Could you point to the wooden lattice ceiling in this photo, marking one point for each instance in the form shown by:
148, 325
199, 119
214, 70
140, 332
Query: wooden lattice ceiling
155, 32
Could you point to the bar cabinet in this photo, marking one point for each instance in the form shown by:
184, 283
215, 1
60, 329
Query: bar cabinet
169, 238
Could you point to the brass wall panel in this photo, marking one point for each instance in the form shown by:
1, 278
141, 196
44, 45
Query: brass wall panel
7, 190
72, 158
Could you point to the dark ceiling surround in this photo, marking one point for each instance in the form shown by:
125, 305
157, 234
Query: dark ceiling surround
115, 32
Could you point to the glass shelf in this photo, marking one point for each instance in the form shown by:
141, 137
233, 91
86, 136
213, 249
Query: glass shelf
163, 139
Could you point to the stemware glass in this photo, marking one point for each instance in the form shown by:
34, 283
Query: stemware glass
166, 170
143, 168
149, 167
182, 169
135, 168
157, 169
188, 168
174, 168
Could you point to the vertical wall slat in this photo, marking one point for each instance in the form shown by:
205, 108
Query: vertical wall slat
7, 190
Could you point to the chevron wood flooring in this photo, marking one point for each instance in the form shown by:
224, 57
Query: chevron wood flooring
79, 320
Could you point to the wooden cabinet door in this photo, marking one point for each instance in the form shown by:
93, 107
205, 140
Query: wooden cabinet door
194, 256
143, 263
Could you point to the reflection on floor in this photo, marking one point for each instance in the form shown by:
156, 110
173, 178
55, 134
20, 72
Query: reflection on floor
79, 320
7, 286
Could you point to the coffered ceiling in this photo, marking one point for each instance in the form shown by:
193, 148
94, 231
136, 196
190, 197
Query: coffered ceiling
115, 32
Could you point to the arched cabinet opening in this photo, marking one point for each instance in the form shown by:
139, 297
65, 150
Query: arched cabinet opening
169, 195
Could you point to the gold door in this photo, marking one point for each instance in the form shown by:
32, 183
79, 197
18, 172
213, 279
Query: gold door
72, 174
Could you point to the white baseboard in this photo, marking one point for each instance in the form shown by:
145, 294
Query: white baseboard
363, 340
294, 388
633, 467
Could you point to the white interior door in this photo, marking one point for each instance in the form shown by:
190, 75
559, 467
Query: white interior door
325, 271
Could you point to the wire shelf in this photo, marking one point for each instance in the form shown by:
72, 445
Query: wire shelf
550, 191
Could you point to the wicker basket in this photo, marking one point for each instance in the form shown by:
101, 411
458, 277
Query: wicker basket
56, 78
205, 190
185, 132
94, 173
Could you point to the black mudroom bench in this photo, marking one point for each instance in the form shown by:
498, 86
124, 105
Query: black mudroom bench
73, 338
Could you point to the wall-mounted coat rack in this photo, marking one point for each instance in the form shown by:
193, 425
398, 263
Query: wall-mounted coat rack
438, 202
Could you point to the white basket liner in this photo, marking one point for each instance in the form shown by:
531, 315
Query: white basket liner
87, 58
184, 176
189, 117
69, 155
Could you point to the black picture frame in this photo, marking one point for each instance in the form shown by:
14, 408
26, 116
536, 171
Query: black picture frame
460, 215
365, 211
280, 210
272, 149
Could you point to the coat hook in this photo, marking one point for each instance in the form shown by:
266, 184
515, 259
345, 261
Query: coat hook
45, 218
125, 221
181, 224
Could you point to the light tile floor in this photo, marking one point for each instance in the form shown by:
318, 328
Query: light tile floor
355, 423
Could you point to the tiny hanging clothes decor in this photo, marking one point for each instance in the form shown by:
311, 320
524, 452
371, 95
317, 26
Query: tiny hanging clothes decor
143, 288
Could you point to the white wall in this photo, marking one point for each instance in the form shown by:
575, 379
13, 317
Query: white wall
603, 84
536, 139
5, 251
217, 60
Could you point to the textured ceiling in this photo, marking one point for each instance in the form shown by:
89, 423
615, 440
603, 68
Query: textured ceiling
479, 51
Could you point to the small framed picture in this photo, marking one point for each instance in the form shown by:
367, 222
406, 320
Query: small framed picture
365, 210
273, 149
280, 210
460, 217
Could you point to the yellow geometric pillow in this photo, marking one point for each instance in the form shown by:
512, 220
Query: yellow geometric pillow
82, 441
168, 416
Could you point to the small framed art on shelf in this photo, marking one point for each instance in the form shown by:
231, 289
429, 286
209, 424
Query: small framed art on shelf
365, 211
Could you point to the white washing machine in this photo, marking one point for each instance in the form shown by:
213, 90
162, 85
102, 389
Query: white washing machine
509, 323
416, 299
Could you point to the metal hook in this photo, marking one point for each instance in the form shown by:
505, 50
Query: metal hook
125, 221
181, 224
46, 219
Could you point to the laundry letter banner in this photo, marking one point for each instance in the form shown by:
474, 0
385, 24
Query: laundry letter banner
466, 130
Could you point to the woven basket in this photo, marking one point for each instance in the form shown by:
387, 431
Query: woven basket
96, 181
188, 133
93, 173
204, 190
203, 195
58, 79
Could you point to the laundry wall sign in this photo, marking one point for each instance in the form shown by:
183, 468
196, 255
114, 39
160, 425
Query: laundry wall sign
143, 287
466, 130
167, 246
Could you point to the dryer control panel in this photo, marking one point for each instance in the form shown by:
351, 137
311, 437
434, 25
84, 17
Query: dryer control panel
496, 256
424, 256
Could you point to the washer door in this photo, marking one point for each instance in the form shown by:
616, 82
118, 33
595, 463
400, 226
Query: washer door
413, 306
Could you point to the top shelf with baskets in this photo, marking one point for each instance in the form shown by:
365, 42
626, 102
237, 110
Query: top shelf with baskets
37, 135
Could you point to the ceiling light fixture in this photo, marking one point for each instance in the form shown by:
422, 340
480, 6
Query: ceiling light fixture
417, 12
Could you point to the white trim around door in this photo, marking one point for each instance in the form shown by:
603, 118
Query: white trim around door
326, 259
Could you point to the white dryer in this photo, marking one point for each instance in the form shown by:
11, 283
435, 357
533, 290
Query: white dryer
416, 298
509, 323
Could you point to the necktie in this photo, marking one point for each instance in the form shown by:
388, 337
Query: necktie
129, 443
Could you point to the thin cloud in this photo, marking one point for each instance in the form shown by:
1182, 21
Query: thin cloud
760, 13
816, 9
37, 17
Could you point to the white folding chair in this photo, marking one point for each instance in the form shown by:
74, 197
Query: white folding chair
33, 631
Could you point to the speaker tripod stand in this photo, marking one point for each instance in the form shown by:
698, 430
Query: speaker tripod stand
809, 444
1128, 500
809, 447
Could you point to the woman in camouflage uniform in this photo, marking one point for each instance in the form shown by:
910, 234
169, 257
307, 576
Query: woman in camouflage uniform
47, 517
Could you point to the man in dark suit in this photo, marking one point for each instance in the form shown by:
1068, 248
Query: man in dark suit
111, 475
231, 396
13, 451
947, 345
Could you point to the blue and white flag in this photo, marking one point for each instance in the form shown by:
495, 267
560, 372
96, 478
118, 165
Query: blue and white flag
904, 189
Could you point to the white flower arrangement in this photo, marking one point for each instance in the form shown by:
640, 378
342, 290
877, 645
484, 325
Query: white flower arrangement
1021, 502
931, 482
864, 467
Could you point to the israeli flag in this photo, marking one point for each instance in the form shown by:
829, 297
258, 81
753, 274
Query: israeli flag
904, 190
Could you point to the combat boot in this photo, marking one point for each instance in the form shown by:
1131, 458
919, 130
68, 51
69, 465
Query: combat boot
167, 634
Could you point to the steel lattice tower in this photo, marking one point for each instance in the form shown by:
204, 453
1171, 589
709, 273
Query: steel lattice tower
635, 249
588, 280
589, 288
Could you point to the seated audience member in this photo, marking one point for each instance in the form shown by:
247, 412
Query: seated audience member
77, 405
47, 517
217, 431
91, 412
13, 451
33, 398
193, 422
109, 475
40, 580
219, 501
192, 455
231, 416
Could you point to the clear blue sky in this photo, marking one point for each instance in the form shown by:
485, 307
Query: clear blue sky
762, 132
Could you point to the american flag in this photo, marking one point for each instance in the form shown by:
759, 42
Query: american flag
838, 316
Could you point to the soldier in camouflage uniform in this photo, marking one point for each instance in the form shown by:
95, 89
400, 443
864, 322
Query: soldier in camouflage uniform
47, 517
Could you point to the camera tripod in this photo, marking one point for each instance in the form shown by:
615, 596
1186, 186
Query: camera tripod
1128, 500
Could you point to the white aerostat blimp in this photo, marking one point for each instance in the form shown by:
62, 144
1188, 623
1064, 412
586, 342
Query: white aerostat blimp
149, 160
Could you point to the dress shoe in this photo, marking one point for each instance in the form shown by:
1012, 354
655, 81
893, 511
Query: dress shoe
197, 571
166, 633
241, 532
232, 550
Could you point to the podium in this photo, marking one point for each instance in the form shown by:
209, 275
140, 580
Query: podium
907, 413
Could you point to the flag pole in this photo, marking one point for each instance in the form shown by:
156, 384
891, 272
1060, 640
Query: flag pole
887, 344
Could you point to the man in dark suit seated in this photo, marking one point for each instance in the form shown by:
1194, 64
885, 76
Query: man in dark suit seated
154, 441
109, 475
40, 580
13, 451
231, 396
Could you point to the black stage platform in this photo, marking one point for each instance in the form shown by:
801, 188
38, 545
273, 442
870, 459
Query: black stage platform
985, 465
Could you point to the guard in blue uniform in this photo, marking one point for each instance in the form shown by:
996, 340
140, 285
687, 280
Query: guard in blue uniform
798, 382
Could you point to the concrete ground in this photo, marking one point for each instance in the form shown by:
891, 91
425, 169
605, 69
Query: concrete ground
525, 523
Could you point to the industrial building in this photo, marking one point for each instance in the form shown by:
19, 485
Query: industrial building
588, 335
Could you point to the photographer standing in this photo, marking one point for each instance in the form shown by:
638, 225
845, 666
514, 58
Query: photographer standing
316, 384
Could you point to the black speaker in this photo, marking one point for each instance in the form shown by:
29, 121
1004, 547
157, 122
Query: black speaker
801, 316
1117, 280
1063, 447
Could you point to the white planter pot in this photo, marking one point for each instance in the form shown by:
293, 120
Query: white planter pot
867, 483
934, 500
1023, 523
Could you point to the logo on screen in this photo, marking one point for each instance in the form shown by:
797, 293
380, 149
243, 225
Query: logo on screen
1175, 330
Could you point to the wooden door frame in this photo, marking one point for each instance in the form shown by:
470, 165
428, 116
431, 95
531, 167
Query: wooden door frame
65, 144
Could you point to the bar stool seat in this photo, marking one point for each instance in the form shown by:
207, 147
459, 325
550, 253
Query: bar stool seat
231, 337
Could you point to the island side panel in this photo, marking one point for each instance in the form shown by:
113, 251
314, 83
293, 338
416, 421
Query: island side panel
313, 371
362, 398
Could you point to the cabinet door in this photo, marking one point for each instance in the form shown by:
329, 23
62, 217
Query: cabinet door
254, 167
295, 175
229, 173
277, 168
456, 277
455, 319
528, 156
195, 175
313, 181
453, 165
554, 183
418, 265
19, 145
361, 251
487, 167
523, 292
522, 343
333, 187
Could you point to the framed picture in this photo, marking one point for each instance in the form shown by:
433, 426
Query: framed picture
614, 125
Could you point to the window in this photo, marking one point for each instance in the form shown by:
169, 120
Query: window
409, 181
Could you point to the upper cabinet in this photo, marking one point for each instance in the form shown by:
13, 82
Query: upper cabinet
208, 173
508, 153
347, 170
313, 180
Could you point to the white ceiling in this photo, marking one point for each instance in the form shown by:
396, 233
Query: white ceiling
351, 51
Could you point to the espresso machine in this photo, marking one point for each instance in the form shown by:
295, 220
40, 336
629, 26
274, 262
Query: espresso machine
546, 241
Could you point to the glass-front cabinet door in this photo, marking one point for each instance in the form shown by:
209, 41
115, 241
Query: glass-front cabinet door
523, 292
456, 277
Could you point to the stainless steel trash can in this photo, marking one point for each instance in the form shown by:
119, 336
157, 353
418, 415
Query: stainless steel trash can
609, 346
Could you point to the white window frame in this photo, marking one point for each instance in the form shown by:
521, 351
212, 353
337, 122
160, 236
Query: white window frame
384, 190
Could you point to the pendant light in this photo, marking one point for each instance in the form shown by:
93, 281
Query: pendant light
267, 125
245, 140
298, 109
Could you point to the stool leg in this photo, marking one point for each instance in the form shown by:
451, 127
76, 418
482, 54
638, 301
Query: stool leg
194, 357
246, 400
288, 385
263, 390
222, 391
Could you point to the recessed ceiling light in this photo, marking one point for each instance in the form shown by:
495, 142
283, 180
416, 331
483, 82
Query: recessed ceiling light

====================

TO DO:
Write out only what runs from the line holding "Could you point to the upper" through the last line of the records, exactly as shown.

SOLUTION:
Could you point to the upper cabinet in this photo, marking one point for each instance in the form shown by:
13, 82
Query: upper cabinet
208, 173
508, 153
347, 170
313, 180
Could you point to the white ceiling in this photo, marking one point for each instance in the form shown by:
396, 233
Query: white ceiling
351, 51
Could you point to the espresso machine in this photo, marking one point for each instance in the form shown by:
295, 220
40, 336
629, 26
274, 262
Query: espresso machine
546, 241
Could you point to the glass-front cabinet door in this photo, marking one point for each instance in the form shown by:
209, 41
115, 241
Query: glass-front cabinet door
523, 292
456, 277
Could you point to the stainless steel trash can in this photo, marking one point for each instance in the form shown by:
119, 336
157, 353
418, 415
Query: stainless steel trash can
609, 346
Could you point to the white window frame in this photo, marking one point for each instance in the form shown by:
521, 351
212, 353
337, 122
160, 236
Query: white window frame
384, 190
Could you point to the pendant light in this photo, marking one point for each instance in the form shown by:
93, 281
Query: pendant light
267, 125
245, 140
298, 109
Could you point to the stool leg in this photo, marking one point for each instance in the form shown by:
451, 127
76, 418
482, 54
638, 301
Query: stool leg
194, 357
246, 400
288, 385
263, 390
222, 391
Could you point to the recessed ceiling light in this photo, marking one point for each instance in the form shown by:
495, 142
283, 180
416, 331
483, 82
Query: recessed ceiling light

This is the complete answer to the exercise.